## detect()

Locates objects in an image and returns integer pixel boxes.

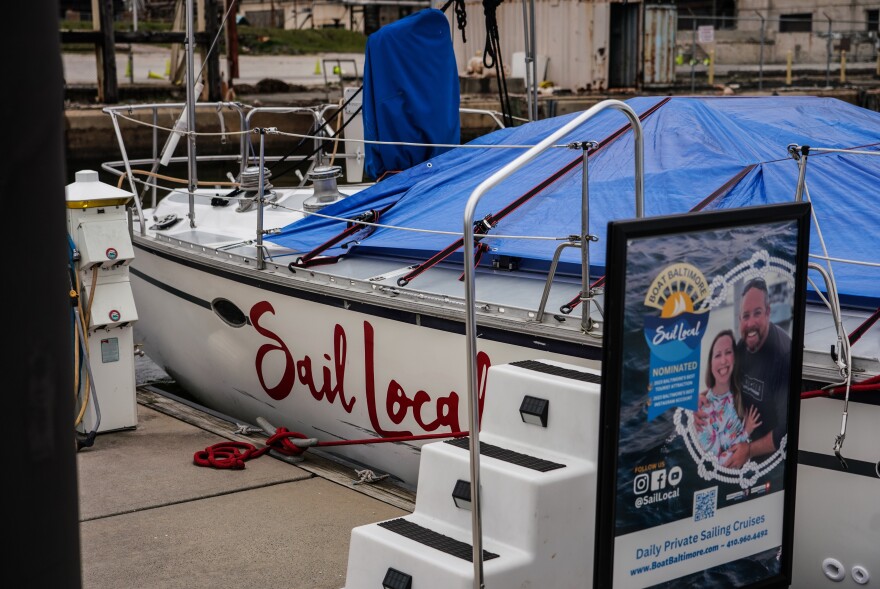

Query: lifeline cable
[223,86,364,199]
[397,96,671,286]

■ ■ ■ ■ ■

Reproduce every line of the listing above, including the requests, but scale each bounding-box pixel coordinate in the answers by 1.7 and round it to a whole number, with halves rounded up. Omit the pictures from your answer.

## detect()

Locates objects in an image and returns integer pixel boxes.


Query: lifeline cable
[379,146,619,338]
[675,163,1141,486]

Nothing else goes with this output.